Au mépris de l’insécurité, des milliers d’Irakiens se sont rassemblés dans les rues pour protester contre les avantages et privilèges démesurés dont jouissent les membres du Parlement.
En dépit de strictes mesures de sécurité prises par les autorités pour étouffer la dissidence et de s’être vu refuser l’autorisation de manifester, des milliers d’Irakiens sont descendus dans les rues de Bagdad et de plusieurs villes du sud de l’Irak le 31 août 2013 pour protester contre les pensions excessives dont bénéficient les parlementaires,
Dans la ville de Nassiriya, au sud-est de Bagdad, les forces irakiennes ont utilisé des canons à eau pour disperser la foule, tandis que dans d’autres villes la police antiémeute armée de matraques et de gaz lacrymogènes a arrêté les manifestants. Selon le Réseau arabe pour l’information sur les droits de l’homme, au moins 10 manifestants auraient été blessés.
═══
■ OBJECTIF 1
Reproduisez intégralement l'article sur les manifestations en Irak, sans y changer un seul mot.

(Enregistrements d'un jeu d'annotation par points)
═══
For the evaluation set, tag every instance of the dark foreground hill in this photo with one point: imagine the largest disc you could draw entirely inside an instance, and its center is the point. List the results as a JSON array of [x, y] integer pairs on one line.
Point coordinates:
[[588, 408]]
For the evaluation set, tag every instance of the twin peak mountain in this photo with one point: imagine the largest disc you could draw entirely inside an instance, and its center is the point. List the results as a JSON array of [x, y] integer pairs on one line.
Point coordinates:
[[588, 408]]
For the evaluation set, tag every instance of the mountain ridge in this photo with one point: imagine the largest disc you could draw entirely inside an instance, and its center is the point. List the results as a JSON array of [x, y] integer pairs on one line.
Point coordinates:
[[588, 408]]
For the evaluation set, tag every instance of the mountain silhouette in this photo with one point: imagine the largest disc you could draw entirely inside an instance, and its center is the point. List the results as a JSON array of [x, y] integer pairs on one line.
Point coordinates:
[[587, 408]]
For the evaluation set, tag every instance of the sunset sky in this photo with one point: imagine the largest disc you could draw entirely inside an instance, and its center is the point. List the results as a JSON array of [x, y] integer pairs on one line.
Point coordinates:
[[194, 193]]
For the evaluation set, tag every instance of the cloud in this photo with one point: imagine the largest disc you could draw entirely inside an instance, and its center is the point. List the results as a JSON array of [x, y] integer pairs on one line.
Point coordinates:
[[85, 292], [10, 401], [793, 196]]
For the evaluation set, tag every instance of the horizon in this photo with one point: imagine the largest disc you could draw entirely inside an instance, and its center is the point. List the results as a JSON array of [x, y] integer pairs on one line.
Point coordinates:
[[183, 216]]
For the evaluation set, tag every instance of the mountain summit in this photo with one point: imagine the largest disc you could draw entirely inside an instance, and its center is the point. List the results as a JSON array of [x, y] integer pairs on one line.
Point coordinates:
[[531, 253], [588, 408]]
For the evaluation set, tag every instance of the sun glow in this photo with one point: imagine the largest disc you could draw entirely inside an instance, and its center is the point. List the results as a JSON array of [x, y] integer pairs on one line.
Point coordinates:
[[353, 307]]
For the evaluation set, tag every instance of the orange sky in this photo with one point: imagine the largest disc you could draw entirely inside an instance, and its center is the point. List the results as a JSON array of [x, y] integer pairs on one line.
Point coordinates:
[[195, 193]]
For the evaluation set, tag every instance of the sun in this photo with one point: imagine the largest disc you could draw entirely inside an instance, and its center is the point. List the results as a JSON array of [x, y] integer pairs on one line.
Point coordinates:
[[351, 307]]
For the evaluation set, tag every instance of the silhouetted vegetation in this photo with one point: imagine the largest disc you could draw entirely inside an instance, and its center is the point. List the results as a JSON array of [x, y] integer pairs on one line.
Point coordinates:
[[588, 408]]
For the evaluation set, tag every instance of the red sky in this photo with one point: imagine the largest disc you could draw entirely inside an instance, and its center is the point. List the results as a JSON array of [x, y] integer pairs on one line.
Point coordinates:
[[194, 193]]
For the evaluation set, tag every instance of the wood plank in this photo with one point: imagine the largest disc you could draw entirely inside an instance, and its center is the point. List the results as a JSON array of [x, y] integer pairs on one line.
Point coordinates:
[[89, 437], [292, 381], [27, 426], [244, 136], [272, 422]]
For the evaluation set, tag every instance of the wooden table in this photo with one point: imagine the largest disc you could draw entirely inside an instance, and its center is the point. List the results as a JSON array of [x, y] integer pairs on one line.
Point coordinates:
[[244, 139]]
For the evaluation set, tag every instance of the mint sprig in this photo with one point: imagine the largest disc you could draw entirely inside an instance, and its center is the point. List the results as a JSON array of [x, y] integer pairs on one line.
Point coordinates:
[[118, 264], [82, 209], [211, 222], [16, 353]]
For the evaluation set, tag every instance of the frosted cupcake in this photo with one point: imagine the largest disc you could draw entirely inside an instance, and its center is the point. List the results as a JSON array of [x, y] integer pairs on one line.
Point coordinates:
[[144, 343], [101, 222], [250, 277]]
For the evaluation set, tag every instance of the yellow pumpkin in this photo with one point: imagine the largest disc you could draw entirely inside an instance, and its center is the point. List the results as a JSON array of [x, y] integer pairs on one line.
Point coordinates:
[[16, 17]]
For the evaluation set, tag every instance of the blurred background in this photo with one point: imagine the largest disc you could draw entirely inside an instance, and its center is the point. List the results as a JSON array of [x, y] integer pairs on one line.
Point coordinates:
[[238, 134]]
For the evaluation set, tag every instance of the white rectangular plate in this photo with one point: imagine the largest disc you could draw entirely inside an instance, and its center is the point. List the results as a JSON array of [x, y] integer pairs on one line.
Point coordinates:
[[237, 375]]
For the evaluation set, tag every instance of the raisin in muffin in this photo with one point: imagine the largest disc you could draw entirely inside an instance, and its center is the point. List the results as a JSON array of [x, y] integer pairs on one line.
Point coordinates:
═══
■ OBJECTIF 2
Dans les enregistrements, réécrivez uniquement les lignes allant de celle qui contient « For the evaluation set, tag every instance of the orange » jusqu'à celle qui contient « [[351, 307]] », incluses, consignes comprises. Décalez de 71 chaque coordonnée de point figurant dans les réponses.

■ SOLUTION RÉDIGÉE 1
Au mépris de l’insécurité, des milliers d’Irakiens se sont rassemblés dans les rues pour protester contre les avantages et privilèges démesurés dont jouissent les membres du Parlement.
En dépit de strictes mesures de sécurité prises par les autorités pour étouffer la dissidence et de s’être vu refuser l’autorisation de manifester, des milliers d’Irakiens sont descendus dans les rues de Bagdad et de plusieurs villes du sud de l’Irak le 31 août 2013 pour protester contre les pensions excessives dont bénéficient les parlementaires,
Dans la ville de Nassiriya, au sud-est de Bagdad, les forces irakiennes ont utilisé des canons à eau pour disperser la foule, tandis que dans d’autres villes la police antiémeute armée de matraques et de gaz lacrymogènes a arrêté les manifestants. Selon le Réseau arabe pour l’information sur les droits de l’homme, au moins 10 manifestants auraient été blessés.

■ SOLUTION RÉDIGÉE 2
For the evaluation set, tag every instance of the orange sky in this photo with one point: imagine the largest disc you could draw entirely inside an instance, and its center is the point. List the results as a JSON array of [x, y] integer pairs on one line.
Point coordinates:
[[266, 264]]
For the evaluation set, tag every instance of the sun in this photo with one point: imagine the largest disc you could draw entirely inside an instance, and its center is the point. List the results as a JSON array of [x, y] integer pairs on one line.
Point coordinates:
[[422, 378]]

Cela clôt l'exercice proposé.